─── EXERCISE DATA

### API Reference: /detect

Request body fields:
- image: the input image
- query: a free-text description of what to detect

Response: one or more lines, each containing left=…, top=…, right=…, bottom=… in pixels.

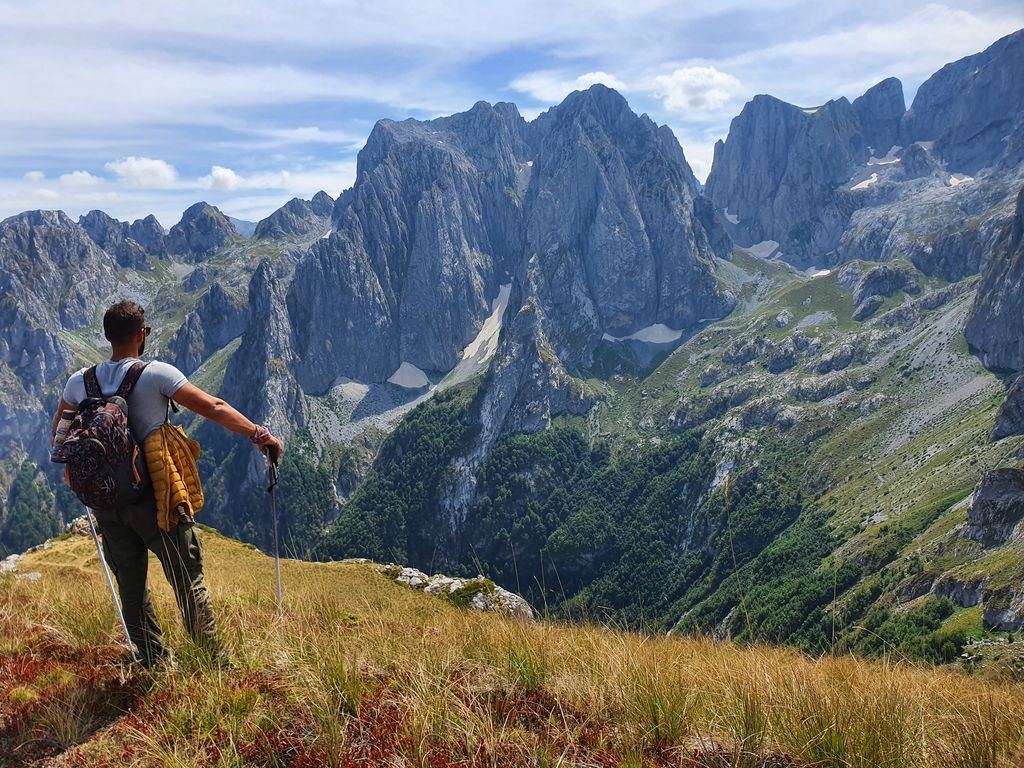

──────

→ JOB:
Reproduce each item above word for word, omitting the pictures.

→ SOLUTION FOR THIS EXERCISE:
### API Reference: /detect

Request body fields:
- image: the input image
- query: a free-text description of what to detect

Response: one or more lines, each containing left=…, top=…, right=…, bottom=… in pixels.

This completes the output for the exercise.